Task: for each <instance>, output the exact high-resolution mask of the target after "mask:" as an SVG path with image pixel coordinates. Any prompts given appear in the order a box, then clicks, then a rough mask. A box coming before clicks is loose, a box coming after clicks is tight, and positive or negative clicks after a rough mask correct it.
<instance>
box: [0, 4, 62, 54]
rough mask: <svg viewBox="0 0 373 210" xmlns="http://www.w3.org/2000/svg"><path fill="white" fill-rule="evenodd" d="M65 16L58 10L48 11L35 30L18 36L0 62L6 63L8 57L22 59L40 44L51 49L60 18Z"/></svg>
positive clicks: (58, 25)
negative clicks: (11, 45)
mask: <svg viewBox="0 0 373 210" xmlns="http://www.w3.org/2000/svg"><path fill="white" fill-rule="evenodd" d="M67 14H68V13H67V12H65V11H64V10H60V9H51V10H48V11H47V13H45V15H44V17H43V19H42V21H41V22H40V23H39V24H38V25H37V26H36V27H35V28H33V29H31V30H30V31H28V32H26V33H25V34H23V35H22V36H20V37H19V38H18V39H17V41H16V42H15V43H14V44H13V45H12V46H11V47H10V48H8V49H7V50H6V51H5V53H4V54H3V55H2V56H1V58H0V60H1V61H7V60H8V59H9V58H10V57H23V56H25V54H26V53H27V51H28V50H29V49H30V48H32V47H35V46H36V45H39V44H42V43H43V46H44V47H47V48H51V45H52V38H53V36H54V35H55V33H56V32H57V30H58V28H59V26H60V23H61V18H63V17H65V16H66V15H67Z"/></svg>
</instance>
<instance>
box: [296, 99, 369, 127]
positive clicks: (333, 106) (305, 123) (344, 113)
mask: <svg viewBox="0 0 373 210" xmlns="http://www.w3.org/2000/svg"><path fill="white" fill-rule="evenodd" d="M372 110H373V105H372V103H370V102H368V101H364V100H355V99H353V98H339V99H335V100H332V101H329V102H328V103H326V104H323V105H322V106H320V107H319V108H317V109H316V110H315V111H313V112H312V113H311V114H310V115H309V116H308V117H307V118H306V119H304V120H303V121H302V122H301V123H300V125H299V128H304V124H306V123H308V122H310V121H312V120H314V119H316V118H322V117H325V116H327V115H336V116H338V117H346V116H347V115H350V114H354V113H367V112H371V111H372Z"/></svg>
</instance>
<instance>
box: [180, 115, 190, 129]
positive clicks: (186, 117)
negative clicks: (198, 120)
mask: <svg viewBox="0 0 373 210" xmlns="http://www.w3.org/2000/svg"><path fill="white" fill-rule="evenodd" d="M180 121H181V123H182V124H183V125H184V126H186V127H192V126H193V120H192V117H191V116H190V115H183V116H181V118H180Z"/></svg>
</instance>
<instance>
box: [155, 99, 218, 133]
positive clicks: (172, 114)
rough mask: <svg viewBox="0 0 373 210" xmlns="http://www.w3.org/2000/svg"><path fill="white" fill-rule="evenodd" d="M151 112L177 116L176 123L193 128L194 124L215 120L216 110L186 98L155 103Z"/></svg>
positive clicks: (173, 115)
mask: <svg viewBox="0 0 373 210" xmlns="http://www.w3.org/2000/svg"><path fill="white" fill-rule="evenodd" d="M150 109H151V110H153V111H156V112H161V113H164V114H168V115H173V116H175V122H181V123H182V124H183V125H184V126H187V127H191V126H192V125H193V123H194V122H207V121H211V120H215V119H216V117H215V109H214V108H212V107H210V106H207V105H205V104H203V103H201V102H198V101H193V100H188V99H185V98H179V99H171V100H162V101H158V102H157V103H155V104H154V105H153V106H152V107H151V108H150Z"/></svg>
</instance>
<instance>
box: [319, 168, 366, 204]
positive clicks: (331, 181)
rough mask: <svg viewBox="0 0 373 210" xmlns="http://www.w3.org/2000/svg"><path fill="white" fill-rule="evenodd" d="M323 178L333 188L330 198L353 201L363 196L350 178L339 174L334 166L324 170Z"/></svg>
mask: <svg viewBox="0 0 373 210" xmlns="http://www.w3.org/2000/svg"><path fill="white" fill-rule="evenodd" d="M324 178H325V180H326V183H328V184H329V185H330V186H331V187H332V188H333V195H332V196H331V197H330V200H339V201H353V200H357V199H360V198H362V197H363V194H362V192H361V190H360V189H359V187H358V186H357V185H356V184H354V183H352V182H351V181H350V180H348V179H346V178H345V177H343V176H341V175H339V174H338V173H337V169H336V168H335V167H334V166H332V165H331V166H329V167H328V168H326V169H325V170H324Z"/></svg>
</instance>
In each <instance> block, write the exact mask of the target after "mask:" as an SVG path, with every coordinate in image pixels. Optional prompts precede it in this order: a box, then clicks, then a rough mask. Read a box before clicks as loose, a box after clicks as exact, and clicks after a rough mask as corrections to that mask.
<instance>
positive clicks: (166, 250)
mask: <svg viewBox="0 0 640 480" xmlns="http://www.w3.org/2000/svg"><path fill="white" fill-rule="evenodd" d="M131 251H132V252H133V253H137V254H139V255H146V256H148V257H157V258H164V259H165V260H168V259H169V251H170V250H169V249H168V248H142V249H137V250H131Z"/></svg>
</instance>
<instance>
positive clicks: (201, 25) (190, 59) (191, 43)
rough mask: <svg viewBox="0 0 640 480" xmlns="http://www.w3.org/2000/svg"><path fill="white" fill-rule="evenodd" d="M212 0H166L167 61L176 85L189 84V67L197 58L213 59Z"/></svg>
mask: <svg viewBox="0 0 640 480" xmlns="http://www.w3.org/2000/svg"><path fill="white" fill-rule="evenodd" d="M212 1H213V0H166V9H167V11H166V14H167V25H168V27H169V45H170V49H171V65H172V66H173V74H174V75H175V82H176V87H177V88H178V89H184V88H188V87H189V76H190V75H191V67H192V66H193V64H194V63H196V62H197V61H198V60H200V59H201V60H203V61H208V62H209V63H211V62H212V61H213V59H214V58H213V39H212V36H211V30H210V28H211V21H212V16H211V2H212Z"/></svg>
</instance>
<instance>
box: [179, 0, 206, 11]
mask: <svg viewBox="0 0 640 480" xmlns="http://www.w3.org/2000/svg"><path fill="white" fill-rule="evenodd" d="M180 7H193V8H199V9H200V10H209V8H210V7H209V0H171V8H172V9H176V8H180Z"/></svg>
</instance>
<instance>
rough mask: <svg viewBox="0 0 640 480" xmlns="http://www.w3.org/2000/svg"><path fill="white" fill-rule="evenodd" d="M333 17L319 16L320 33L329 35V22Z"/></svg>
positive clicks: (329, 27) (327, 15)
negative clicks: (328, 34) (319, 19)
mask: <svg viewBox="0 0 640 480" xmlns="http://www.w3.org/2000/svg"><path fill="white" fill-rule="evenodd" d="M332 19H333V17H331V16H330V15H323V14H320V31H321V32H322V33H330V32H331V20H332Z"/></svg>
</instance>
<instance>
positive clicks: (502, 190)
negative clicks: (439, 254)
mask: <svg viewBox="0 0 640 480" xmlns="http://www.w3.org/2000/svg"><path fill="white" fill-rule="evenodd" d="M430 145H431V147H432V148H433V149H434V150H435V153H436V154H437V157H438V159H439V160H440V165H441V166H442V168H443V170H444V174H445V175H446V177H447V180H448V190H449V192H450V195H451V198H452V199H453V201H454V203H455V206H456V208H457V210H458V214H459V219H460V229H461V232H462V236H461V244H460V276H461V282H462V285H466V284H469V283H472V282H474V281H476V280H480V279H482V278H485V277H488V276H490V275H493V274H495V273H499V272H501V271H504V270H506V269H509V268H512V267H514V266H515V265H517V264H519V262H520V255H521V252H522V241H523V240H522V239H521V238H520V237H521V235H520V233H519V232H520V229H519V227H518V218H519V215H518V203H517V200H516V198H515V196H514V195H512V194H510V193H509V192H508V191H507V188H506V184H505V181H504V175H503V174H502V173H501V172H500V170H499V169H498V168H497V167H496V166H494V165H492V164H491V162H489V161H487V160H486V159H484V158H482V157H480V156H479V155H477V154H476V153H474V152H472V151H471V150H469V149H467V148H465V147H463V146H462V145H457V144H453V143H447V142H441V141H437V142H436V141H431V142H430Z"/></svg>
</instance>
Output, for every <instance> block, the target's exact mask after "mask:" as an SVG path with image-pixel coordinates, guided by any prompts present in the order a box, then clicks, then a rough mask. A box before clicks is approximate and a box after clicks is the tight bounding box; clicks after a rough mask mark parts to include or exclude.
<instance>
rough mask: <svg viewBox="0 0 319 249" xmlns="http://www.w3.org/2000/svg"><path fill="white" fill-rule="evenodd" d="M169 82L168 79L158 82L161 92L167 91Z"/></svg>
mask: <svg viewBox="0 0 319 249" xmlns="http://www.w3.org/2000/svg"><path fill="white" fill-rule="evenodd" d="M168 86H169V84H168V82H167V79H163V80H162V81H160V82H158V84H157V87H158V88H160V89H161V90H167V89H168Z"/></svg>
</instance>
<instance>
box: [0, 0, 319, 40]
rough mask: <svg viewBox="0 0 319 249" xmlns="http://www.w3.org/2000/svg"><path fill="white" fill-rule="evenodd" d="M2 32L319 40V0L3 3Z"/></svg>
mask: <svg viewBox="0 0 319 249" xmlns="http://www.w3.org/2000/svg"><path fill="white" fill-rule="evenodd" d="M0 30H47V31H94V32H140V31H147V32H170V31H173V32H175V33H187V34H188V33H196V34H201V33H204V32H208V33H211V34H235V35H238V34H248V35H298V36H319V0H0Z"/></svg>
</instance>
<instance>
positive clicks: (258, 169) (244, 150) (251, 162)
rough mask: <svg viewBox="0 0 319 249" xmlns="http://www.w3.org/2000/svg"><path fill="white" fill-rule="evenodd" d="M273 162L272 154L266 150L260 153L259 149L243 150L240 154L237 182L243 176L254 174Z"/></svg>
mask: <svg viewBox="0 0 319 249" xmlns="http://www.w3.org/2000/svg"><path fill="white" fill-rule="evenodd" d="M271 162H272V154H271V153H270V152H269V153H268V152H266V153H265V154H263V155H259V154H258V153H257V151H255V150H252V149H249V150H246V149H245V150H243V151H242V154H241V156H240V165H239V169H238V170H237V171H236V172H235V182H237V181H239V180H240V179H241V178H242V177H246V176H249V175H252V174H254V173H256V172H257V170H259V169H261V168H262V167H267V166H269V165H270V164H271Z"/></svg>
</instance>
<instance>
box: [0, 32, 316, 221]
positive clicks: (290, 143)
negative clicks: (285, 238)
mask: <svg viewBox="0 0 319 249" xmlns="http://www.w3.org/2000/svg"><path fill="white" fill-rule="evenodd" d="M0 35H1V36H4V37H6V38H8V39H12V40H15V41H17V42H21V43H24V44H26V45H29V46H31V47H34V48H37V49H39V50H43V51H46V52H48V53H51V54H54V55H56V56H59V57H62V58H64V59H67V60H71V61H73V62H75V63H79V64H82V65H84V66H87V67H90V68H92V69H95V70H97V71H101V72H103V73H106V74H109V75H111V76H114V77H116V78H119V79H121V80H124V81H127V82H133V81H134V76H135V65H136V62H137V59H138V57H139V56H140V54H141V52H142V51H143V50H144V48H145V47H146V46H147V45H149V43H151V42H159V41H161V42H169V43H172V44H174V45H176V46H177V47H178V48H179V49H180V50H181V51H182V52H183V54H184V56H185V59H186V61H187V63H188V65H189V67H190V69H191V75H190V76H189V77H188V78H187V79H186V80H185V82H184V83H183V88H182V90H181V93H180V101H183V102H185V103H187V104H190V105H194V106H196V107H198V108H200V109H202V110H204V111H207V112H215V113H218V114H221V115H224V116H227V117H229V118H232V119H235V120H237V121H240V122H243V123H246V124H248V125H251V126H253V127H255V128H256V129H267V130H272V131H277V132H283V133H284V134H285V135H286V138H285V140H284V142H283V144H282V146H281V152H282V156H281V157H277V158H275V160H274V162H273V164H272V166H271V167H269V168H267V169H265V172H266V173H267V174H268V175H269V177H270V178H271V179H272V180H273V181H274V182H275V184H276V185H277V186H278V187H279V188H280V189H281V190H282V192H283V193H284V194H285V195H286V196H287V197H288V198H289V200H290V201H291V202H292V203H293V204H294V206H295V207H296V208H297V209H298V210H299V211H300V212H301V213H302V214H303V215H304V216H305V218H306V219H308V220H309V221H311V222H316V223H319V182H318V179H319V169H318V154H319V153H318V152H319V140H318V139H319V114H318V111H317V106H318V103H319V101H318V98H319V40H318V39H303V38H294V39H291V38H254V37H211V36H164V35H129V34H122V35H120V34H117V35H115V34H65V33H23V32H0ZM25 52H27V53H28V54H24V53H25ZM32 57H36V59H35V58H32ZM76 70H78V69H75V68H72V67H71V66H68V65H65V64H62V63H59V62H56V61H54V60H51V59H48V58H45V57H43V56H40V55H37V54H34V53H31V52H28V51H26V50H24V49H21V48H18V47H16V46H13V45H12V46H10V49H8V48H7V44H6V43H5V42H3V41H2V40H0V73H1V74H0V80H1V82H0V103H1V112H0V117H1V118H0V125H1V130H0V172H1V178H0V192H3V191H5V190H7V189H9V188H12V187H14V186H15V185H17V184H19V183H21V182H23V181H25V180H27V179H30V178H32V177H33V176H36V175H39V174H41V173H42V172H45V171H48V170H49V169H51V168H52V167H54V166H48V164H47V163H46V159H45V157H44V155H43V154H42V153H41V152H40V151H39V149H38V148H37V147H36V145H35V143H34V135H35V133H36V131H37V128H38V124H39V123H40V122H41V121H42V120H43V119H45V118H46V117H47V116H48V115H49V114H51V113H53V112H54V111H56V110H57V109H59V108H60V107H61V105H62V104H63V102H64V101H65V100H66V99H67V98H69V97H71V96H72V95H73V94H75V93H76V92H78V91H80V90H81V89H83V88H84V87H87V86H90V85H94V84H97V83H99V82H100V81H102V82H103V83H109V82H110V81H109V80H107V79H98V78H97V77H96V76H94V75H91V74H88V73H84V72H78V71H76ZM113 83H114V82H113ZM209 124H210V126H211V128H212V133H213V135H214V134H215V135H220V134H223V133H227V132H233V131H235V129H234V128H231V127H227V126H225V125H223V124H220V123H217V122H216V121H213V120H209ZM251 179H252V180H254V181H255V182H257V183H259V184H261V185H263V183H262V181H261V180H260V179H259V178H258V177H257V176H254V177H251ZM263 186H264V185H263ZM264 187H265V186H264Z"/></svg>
· · ·
GOAL OF THE EXERCISE:
Please render the entries from their start up to and including the line with "box: [0, 4, 62, 54]" as a Markdown table with the columns Row and Entry line. Put a row number and one line in each row, and leave out blank lines.

TASK OUTPUT:
| Row | Entry line |
|---|---|
| 1 | Task: for each <instance>, output the exact high-resolution mask of the target after "mask:" as an SVG path with image pixel coordinates. Any prompts given appear in the order a box, then clicks, then a rough mask. A box coming before clicks is loose, a box coming after clicks is tight, and positive or negative clicks after a rough mask correct it. |
| 2 | <instance> |
| 3 | box: [0, 4, 62, 54] |